DATA SECTION:
================================
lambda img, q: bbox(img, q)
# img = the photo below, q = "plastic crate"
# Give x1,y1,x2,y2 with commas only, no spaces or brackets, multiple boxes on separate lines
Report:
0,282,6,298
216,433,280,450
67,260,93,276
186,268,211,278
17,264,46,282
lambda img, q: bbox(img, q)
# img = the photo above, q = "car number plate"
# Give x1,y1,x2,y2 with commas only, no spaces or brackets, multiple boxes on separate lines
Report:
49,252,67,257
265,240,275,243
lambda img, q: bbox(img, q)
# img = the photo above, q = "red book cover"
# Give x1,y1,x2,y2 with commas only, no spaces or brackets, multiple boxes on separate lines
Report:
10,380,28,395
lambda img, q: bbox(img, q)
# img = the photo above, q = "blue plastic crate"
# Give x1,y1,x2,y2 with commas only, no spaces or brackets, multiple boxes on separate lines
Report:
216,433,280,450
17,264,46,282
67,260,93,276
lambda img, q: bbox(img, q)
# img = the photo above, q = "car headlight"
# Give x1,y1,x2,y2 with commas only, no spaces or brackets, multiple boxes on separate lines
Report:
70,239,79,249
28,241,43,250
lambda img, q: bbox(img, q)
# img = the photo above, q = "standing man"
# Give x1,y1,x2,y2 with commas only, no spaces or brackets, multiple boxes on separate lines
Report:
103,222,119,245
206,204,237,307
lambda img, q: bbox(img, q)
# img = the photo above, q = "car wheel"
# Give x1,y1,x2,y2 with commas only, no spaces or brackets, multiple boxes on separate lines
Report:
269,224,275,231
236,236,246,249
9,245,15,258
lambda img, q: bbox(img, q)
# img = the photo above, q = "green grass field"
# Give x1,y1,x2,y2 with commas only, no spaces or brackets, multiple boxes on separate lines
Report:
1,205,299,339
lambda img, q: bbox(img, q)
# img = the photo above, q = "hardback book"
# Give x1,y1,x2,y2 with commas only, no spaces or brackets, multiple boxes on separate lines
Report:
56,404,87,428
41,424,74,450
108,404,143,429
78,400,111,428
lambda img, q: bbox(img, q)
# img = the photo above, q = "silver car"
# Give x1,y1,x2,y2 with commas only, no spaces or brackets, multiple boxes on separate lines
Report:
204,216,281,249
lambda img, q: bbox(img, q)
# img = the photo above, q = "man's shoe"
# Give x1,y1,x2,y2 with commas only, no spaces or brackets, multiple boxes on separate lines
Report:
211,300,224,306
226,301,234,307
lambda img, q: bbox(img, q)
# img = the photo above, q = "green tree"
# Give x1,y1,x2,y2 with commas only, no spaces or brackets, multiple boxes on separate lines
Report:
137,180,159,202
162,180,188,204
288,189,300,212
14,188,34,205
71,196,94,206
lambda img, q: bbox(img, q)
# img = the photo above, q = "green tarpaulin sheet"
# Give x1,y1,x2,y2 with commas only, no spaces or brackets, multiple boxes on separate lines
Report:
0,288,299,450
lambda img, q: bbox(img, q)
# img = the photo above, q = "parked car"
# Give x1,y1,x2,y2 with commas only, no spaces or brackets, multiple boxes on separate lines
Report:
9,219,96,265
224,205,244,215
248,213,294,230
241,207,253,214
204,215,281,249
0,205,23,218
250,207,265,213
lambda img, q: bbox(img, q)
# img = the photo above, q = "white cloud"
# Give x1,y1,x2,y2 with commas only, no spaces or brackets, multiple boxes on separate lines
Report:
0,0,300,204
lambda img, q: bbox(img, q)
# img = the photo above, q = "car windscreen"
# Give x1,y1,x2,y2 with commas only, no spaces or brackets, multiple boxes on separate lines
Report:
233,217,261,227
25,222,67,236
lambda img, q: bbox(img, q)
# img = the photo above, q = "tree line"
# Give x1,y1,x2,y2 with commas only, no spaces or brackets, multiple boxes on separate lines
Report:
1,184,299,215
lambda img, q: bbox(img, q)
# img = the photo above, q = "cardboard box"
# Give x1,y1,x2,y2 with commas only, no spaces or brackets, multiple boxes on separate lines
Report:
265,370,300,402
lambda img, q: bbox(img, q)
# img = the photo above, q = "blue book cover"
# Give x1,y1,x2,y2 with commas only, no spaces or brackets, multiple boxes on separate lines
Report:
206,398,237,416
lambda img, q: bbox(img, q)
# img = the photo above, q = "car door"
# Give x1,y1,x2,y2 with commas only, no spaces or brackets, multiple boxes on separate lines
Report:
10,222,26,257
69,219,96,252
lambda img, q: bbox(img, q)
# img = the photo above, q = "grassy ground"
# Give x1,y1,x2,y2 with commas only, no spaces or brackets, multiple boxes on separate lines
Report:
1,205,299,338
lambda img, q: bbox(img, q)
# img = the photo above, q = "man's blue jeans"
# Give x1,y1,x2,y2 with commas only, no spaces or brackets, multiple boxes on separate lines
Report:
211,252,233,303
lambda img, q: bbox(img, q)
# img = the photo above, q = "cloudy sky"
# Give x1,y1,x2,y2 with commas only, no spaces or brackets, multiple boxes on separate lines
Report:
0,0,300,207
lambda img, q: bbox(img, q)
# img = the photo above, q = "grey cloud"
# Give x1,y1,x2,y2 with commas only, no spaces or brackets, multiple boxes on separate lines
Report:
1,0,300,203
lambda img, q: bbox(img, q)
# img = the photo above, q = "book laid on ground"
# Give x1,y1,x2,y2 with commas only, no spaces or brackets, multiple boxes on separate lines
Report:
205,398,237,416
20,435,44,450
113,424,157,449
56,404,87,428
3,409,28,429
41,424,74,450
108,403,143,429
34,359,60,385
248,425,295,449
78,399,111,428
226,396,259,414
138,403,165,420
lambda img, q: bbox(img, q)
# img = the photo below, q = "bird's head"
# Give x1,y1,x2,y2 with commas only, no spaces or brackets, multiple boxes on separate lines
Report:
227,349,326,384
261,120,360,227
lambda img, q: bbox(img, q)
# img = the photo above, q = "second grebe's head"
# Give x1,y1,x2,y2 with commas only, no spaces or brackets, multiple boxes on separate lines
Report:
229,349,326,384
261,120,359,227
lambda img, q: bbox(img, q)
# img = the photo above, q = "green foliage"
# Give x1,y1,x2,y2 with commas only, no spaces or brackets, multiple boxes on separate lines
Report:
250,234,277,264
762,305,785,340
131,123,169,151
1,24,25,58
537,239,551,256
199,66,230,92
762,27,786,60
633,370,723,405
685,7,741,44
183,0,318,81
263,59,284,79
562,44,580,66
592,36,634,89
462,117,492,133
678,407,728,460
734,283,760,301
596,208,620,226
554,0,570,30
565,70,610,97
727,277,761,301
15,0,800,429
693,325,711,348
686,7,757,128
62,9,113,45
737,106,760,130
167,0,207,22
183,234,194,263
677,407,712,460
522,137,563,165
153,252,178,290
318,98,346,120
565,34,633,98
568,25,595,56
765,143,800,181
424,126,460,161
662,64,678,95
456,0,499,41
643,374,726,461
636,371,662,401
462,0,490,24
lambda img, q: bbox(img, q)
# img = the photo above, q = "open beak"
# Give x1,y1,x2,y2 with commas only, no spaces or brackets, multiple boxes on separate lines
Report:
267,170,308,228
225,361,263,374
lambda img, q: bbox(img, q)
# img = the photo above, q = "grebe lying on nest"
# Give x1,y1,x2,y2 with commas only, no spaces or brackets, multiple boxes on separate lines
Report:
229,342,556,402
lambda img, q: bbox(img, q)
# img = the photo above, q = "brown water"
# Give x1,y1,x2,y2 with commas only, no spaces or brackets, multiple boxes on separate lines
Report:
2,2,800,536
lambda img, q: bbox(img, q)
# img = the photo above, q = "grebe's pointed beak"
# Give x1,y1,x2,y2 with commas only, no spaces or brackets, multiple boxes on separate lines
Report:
================================
PROBLEM DESCRIPTION:
Reading through the preceding records, tally each line that holds the word "grebe" and give the tally by itself.

FINISHED EXERCISE:
3